===== Page text =====

12 Simple Do’s and Don’ts for Connecting to A Man on a First Date

Last week, I watched an episode of Everybody Loves Raymond called The Sister-In-Law.

This episode was a perfect example of just how differently men and women think conversation connects us. . . something you want to be aware of when you head out on a first date.

The story begins with Raymond having the house all to himself.

He’s decided to spend the time watching a basketball game with his brother.

Waiting for Robert to show up, Ray is as happy as can be eating one of his favorite food groups, potato chips.

Then the door opens and who walks in?

Robert’s wife, Amy.

She parks herself right next to Raymond on the couch and starts telling him about her shopping trip and the challenges she had with the sales lady helping her.

You can literally watch Raymond’s eyes glazing over as Amy goes into lots of detail about her day.

On one side of the coin, Amy feels by sharing her experience, she has really connected with Raymond.

On the other side, Robert has now nicknamed her “Lady Chatterley”.

So, why do I share this story with you? 

As women, we love details and that’s why Amy openly shared the intricate details of her shopping experience with Raymond.

But most men aren’t interested in specific details unless . . .  they relate to you and there is something in the story they can fix and make better for you.

Now if you can’t go into details with a man…then what do you talk about on a first date?

Well, here’s 12 Do’s and Don’ts to guide you into smooth first date conversation with the men you’ll meet.

1.     If you’re feeling awkward and silences are happening between the two of you (which by the way is pretty normal) DO try to break the awkwardness by smiling, laughing and saying something like…first dates are pretty awkward aren’t they?  This common feeling creates a connection between the two of you that could turn your date around.

2.     Don’t talk about how angry or bitter you feel about your ex.  A man can’t fix something for a woman he barely knows and this makes him feel like he’s not doing his manly job of keeping you safe.  (By the way, if you still grit your teeth with anger talking about your ex, you probably want to do some healing before you date.)

3.     Do feel free to talk about the weather that’s happening these days.  I remember meeting a man right after a major snowstorm. We both could relate to getting snowed in and that common feeling is the type of stuff that helps you bond.

4.     Do talk about sports if you’re a fan.  This will make a man feel like he’s hit the jackpot meeting you.

===== Provided information =====

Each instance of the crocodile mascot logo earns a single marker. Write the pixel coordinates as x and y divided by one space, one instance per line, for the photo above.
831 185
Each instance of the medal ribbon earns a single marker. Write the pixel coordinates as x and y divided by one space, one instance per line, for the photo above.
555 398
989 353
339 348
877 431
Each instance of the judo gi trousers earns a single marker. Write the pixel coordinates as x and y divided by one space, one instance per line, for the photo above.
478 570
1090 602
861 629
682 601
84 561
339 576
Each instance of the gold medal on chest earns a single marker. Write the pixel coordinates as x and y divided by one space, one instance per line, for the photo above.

=====

Directions:
**a)** In the first-date article, what nickname has Robert given Amy?
**b)** Write out again the entries starting at the line that contains "Each instance of the judo" and ending at the last line of the entries, both included.

Exercise results:
**a)** "Lady Chatterley"

**b)**
Each instance of the judo gi trousers earns a single marker. Write the pixel coordinates as x and y divided by one space, one instance per line, for the photo above.
478 570
1090 602
861 629
682 601
84 561
339 576
Each instance of the gold medal on chest earns a single marker. Write the pixel coordinates as x and y divided by one space, one instance per line, for the photo above.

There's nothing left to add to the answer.